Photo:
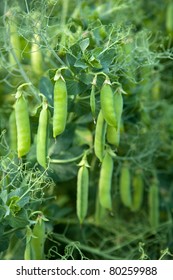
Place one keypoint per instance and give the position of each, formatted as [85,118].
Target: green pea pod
[13,131]
[28,249]
[41,149]
[105,181]
[60,106]
[153,203]
[92,101]
[113,135]
[99,140]
[23,126]
[125,186]
[38,240]
[118,105]
[107,104]
[169,18]
[15,51]
[138,191]
[82,192]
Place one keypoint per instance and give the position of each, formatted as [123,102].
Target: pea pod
[28,250]
[107,104]
[15,51]
[82,192]
[138,191]
[38,239]
[13,131]
[153,203]
[118,105]
[41,149]
[169,19]
[113,135]
[92,98]
[105,181]
[99,140]
[60,105]
[23,126]
[125,185]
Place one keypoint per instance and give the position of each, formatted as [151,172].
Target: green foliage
[128,43]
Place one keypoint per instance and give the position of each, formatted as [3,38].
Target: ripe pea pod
[38,239]
[92,98]
[113,135]
[28,250]
[125,185]
[41,149]
[13,131]
[22,124]
[118,105]
[105,181]
[138,191]
[60,105]
[169,19]
[15,52]
[107,103]
[153,203]
[99,140]
[82,190]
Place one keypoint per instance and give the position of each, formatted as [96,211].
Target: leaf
[18,221]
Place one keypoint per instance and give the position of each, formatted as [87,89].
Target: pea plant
[86,129]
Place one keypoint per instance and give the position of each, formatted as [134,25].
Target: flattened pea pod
[60,105]
[82,192]
[99,140]
[41,148]
[125,185]
[23,126]
[105,181]
[107,104]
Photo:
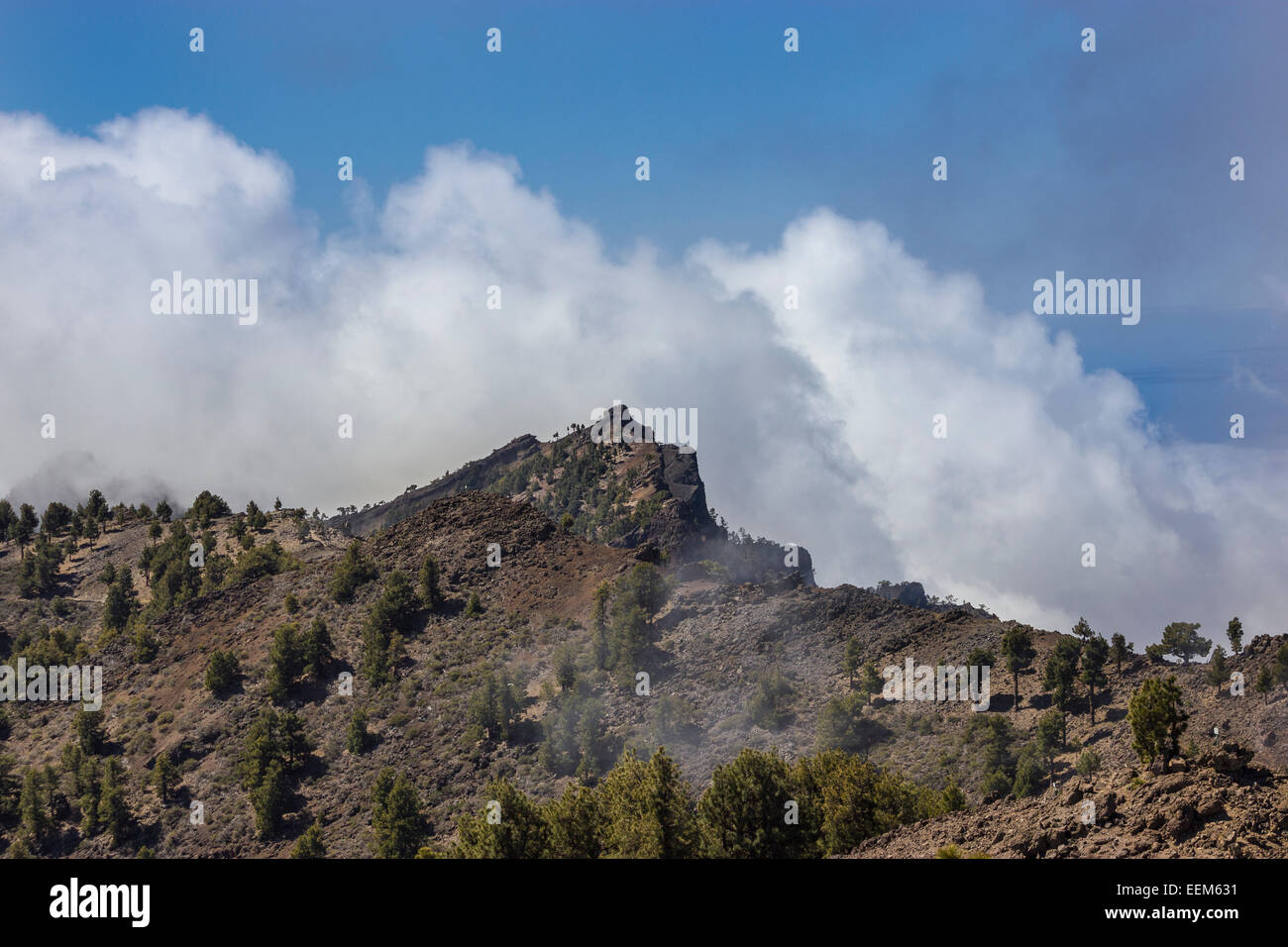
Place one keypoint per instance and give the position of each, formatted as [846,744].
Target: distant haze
[814,423]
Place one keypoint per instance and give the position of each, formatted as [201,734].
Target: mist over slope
[816,420]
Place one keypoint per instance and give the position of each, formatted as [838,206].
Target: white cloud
[815,424]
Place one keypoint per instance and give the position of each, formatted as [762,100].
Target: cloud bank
[815,423]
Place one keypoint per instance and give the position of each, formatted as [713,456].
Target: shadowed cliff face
[619,486]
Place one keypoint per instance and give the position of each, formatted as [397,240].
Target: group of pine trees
[756,806]
[86,789]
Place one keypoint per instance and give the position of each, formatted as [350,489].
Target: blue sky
[1107,163]
[815,421]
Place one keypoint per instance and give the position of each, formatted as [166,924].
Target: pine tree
[165,777]
[1120,650]
[395,815]
[1218,673]
[1234,631]
[1050,740]
[1095,652]
[1060,674]
[1181,638]
[509,826]
[1157,720]
[1019,654]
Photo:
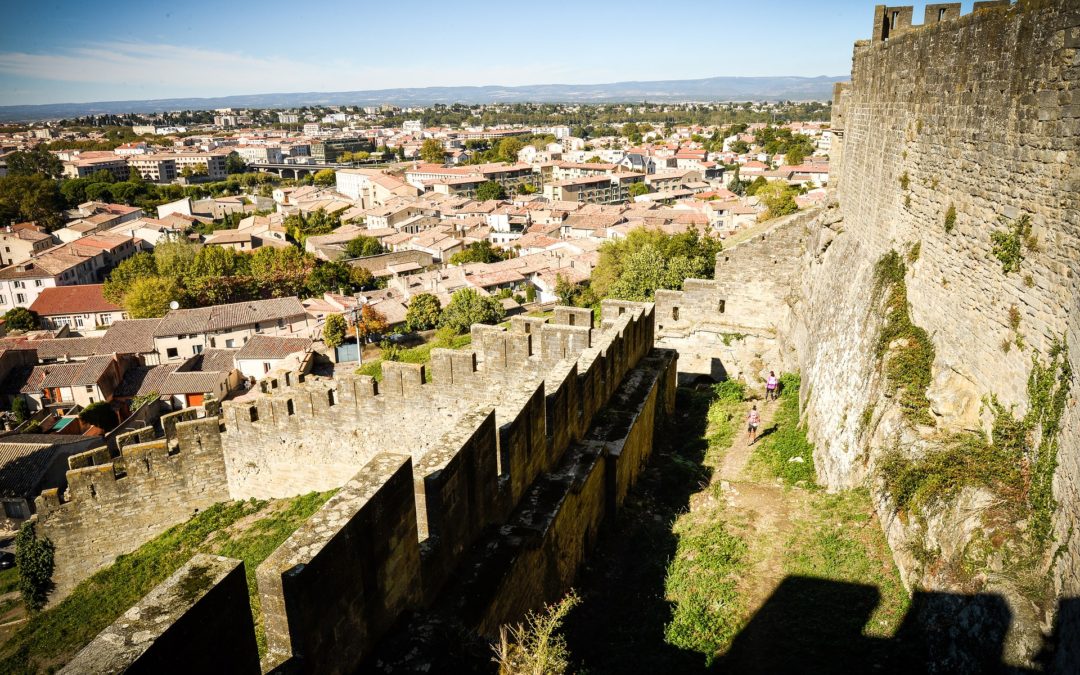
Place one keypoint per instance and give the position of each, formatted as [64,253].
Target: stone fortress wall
[981,113]
[547,426]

━━━━━━━━━━

WHAT YOU HAVE TO DO: Nothing may be altered when you restate the records, but every picture must be dropped.

EXERCISE RESPONSE:
Photo:
Place one keypoint per instance and give the position of each, formatted as [85,118].
Target: green pea pod
[13,131]
[28,249]
[41,149]
[105,181]
[60,106]
[153,203]
[92,101]
[113,135]
[99,140]
[23,126]
[125,186]
[38,240]
[118,105]
[107,104]
[169,18]
[15,51]
[138,191]
[82,192]
Place one keypoint per instance and give the position of each, formatted as [123,102].
Target: pea pod
[28,250]
[107,104]
[15,51]
[82,192]
[138,191]
[38,239]
[13,131]
[153,203]
[118,105]
[41,149]
[169,19]
[113,135]
[92,98]
[105,181]
[99,140]
[60,105]
[23,126]
[125,185]
Place one keypoint per instance and give the position of each, formatted as [151,172].
Target: green foliage
[128,43]
Place one keypoint per instance and give the position of each, formatted as [3,38].
Target: ripe pea pod
[38,239]
[92,98]
[113,135]
[28,250]
[125,185]
[41,149]
[13,131]
[22,124]
[118,105]
[105,181]
[138,191]
[60,105]
[169,19]
[15,52]
[107,103]
[153,203]
[99,140]
[82,190]
Place one keypoint per instance and give the position of each, formatted as [96,211].
Target: leaf
[18,221]
Place one keypoint per instance and give the position of each, formatted as [87,89].
Target: pea plant
[86,129]
Place one keypoint per instance and give the position of each, formatted as [134,25].
Target: flattened pea pod
[60,105]
[82,192]
[99,140]
[41,148]
[125,185]
[23,126]
[105,181]
[107,104]
Photo:
Place one keypoint per instance and give the position of each, formatted as [846,744].
Target: distant haze
[814,423]
Place one keypoint per instance and give the position of each, formatted as [201,734].
Target: mist over slope
[816,420]
Place one keypoint per instance and give the position of each, formatted as [838,206].
Target: white cloud
[815,424]
Place one keypoint per instance and give the position of each, formatted as [762,100].
Target: cloud bank
[815,423]
Place one keypoint per instance and give the position of each, formatted as [713,456].
Target: shadowed cliff face
[619,486]
Place one keypoint per instance and give the position of each, formatted as [397,240].
Target: group of pine trees
[756,806]
[86,789]
Place one keypoint per instance and give the position of each, formatted as [350,489].
Target: blue sky
[1107,163]
[815,421]
Place one keypoint per instance and give the position of each, formatted as [166,924].
Target: pine tree
[165,777]
[1120,650]
[395,815]
[1218,673]
[1234,631]
[1050,740]
[1095,652]
[1060,674]
[1181,638]
[509,826]
[1157,720]
[1019,654]
Photo:
Place one keypoint per instance and give the position of each, formatted as [64,253].
Target: stone fortress wall
[981,113]
[547,426]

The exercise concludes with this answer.